**Directions**
Please turn every line of the records below into a JSON list of strings, one string per line, leaving out blank lines.

**Exercise data**
⁂

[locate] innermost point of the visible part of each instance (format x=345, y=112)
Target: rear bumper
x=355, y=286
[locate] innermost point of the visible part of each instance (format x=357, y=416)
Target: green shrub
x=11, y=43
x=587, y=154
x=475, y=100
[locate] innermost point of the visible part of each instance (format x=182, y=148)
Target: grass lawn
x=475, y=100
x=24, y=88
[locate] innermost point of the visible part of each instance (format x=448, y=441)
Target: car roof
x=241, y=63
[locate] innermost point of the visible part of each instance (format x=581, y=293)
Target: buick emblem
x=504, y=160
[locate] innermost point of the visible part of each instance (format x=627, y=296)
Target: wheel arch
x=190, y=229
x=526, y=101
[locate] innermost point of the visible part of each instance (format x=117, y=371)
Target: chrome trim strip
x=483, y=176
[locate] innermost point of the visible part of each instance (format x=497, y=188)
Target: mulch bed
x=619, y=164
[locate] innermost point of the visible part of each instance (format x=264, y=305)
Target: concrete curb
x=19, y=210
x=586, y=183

⁂

**Solution to this problem**
[
  "[locate] innermost point of the visible part of each instance (format x=345, y=112)",
  "Target: rear bumper",
  "x=355, y=286",
  "[locate] innermost point of the visible part of each instance (format x=357, y=416)",
  "Target: green shrub",
  "x=11, y=43",
  "x=587, y=154",
  "x=475, y=100",
  "[locate] innermost point of the visible part of each instance (format x=182, y=148)",
  "Target: grass lawn",
  "x=475, y=100",
  "x=24, y=88",
  "[locate] innermost point of the visible part of each instance (format x=448, y=441)",
  "Target: car roof",
  "x=241, y=63",
  "[locate] innermost point of the visible part of each instance (format x=581, y=293)",
  "Target: buick emblem",
  "x=504, y=160",
  "[locate] innermost point of the visible part of each instance (format x=627, y=296)",
  "Target: wheel arch",
  "x=190, y=229",
  "x=526, y=101",
  "[locate] innermost point of the visible part of each instance (format x=117, y=371)",
  "Target: chrome trim strip",
  "x=483, y=176",
  "[locate] innermost point of the visible part of each instance (format x=497, y=188)",
  "Target: mulch bed",
  "x=619, y=164",
  "[locate] innermost point of the visible part of each instance (format x=264, y=305)",
  "Target: concrete curb",
  "x=19, y=210",
  "x=586, y=183"
]